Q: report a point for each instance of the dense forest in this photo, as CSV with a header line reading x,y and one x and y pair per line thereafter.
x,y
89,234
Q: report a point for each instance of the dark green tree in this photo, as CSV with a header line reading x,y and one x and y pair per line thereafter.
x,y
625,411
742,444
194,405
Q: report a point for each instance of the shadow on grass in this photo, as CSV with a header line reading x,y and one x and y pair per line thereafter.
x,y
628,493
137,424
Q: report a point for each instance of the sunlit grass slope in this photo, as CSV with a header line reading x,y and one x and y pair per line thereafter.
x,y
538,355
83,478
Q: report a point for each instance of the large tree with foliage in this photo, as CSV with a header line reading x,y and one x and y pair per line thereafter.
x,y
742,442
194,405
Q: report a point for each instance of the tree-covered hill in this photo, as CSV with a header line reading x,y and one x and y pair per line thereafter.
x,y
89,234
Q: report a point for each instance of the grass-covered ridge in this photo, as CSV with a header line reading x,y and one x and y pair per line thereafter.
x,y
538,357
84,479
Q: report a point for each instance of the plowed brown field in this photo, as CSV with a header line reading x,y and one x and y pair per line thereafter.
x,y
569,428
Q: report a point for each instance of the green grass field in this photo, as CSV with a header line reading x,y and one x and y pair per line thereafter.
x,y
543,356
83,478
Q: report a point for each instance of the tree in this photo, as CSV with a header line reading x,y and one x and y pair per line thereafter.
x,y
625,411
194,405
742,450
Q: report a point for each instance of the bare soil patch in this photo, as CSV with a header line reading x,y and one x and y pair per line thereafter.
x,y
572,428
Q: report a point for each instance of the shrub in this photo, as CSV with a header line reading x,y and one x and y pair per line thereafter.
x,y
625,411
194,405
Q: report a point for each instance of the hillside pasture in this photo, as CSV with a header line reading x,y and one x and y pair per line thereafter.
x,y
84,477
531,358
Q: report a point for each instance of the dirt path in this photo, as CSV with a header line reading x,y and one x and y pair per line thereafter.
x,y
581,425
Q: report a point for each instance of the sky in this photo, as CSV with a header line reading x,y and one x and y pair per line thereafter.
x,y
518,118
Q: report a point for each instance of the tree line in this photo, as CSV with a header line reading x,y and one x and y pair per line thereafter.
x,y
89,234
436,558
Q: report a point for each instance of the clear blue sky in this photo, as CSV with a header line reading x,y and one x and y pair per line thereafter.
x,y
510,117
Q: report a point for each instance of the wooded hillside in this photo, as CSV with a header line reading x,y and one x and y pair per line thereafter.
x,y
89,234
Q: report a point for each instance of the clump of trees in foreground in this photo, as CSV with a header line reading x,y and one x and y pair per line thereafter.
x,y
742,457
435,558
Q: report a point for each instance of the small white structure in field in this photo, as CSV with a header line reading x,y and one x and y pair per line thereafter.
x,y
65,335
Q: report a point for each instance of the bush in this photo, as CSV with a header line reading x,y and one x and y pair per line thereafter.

— Given request —
Convert every line of the records above into a numbered list, leaving out any blank lines.

— Problem solution —
1. Q: report a point for each instance of the dense forest in this photo, as CSV with a header line reading x,y and one x and y pair per line thereafter.
2. x,y
3. 89,234
4. Q: report a point for each instance of the dark green tree in this photo, as CSV with a header line reading x,y and one x and y pair per line thereafter.
5. x,y
6. 625,411
7. 742,444
8. 194,405
9. Q: report a point for each instance of the shadow on grass in this photo, as CSV with a header line reading x,y and one x and y pair per line thereafter.
10. x,y
11. 628,493
12. 137,424
13. Q: report a point for each instance of the sunlit grass slope in this photo, as CSV with a header line reading x,y and one x and y pair per line thereafter.
14. x,y
15. 538,355
16. 83,478
17. Q: report a point for each instance of the large tree with foliage in this photo, as CSV with a header line reading x,y and one x and y pair per line thereafter.
18. x,y
19. 742,442
20. 194,405
21. Q: report a point for each instance of the tree-covered hill in this photo, as CSV with a header line reading x,y and one x and y pair per line thereafter.
22. x,y
23. 89,234
24. Q: report a point for each instance of the grass-covered ridge in this photo, as CSV with a header line reading x,y and one x and y pair per line thereafter.
25. x,y
26. 538,357
27. 84,479
28. Q: report a point for each instance of the plowed brown field in this photo, as CSV with a header line reading x,y and one x and y pair per line thereafter.
29. x,y
30. 569,428
31. Q: report a point for each instance of the green grass field in this photo, as CSV with a header line reading x,y and one x and y pair per line thereafter.
32. x,y
33. 543,356
34. 83,478
35. Q: report a point for each instance of the tree in this photo, as CSV with a header line reading x,y and one x and y pair per line thereafter.
36. x,y
37. 625,411
38. 194,405
39. 742,450
40. Q: report a point for each instance of the bare soil patch in this photo, as CSV with a header line reading x,y and one x and y pair per line thereafter.
41. x,y
42. 572,428
43. Q: report a point for each instance of the shrub in this photo, as CSV with a header line reading x,y and one x and y pair per line thereafter.
44. x,y
45. 625,411
46. 194,405
47. Q: report a point for each instance of the hillside pasture in this photo, as CSV with a header line reading x,y and one x and y pair per line thereafter.
48. x,y
49. 84,477
50. 531,358
51. Q: report a point for each instance of the dirt path in this photo, as CSV with a header line reading x,y and one x and y pair per line thereafter.
52. x,y
53. 581,425
54. Q: report a point for each instance of the sky in this photo, as CSV with a header line reading x,y and one x and y pair per line thereafter.
55. x,y
56. 518,118
57. Q: report a point for each instance of the tree line in this photo, as CSV with a header line reading x,y and one x and y pair per line thereafter.
58. x,y
59. 89,234
60. 436,558
61. Q: report a point for each instance of the clear blue sky in this photo, as CSV with a header line reading x,y and one x and y pair per line thereafter.
62. x,y
63. 510,117
64. Q: report a point for each instance of the wooded hillside in this photo, as CSV with a header line reading x,y and one x and y pair per line thereafter.
65. x,y
66. 89,234
67. Q: report a point for each instance of the clump of trees in foreground in this photo, as CSV with a header line reading x,y and one x and y pair per line thereafter.
68. x,y
69. 742,457
70. 435,558
71. Q: report a point for each instance of the small white structure in field in this photo, as CSV with a header line reading x,y and one x and y pair per line thereafter.
72. x,y
73. 65,335
74. Q: report a point for each instance of the bush in this photo, as CSV with a header line reading x,y and one x and y pair per line thereafter.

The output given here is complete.